WRITTEN REQUEST —
Retype the tail of the data exactly, starting at the line containing "of the grassy" and stopping at the last line.

=== EXCERPTED DATA ===

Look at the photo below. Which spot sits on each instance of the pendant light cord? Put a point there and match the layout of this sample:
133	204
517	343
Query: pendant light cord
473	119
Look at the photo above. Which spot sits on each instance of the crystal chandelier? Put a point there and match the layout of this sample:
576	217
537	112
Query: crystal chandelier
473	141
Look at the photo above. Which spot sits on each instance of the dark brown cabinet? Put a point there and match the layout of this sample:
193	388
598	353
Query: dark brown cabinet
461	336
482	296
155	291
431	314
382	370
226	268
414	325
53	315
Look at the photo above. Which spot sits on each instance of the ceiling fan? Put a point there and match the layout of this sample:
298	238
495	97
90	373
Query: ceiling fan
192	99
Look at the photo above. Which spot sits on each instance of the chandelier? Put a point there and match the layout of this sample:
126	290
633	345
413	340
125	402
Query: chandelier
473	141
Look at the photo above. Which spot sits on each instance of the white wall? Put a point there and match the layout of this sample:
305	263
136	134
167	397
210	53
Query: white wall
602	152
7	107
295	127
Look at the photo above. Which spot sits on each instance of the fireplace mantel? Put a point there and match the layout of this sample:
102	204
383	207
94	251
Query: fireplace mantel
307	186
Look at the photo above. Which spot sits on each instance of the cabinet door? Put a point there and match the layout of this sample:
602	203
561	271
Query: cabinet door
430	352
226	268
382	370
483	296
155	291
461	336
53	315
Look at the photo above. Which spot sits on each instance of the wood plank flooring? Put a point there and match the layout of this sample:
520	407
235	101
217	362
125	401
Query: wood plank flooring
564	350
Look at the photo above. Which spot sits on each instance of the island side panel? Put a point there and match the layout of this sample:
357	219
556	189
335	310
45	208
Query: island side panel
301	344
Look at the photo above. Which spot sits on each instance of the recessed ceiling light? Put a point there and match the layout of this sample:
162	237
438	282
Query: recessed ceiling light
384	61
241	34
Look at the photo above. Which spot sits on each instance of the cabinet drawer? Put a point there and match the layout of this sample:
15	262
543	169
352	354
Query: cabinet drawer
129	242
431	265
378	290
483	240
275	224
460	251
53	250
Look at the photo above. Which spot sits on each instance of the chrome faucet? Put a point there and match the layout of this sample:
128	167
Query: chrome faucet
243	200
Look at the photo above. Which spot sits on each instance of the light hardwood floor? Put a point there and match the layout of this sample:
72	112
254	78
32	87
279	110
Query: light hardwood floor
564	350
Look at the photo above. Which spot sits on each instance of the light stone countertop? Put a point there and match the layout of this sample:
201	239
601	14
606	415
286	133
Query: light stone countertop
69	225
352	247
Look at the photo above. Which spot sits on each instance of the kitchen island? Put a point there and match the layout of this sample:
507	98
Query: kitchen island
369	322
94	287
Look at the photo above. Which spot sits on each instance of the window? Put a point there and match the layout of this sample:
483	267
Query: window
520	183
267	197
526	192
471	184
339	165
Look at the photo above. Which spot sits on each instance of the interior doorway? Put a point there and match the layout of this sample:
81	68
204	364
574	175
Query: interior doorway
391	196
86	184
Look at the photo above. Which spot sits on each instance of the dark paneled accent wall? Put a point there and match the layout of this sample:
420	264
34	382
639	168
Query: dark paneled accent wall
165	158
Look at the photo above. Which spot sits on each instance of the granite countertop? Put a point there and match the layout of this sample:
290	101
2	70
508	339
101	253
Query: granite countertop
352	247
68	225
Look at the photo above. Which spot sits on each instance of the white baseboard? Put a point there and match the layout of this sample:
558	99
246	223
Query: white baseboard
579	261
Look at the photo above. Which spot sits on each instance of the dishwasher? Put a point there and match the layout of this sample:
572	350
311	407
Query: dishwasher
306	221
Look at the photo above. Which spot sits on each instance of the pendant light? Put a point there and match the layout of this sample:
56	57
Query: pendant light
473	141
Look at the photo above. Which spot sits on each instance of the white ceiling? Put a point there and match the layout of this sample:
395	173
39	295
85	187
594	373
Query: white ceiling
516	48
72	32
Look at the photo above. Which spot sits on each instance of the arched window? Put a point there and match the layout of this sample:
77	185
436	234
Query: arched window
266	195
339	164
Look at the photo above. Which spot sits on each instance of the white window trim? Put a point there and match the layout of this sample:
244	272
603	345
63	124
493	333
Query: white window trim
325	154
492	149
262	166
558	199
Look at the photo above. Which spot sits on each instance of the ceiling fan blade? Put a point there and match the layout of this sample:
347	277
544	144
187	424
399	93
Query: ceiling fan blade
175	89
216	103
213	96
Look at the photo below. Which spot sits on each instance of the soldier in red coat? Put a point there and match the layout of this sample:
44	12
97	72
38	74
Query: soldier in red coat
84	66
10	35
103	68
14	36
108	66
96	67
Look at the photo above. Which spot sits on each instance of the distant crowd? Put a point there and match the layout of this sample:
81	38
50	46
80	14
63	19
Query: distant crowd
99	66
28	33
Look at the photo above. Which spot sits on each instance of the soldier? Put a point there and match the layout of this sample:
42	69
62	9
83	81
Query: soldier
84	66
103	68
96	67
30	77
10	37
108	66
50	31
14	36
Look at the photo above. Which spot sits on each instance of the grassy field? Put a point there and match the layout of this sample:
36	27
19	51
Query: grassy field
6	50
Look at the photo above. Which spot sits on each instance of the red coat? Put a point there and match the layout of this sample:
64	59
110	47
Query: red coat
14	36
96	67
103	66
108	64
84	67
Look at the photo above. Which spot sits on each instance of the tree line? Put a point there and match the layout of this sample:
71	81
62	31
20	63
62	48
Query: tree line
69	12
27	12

===

EXPECTED ANSWER —
Look at the photo above. Which spot sits on each instance of the grassy field? Put a point there and match the layout of this sample:
36	27
19	51
Query: grassy field
6	50
Look at the photo above. Which spot sits on each instance of the red coat? Put a point there and match the layout of this sample:
64	59
110	47
Query: red coat
14	36
96	67
103	66
108	64
84	67
Look at the photo above. Which spot sits on each instance of the tree line? Put a point there and match the layout of this sample:
71	81
62	31
20	63
62	48
Query: tree line
69	12
27	12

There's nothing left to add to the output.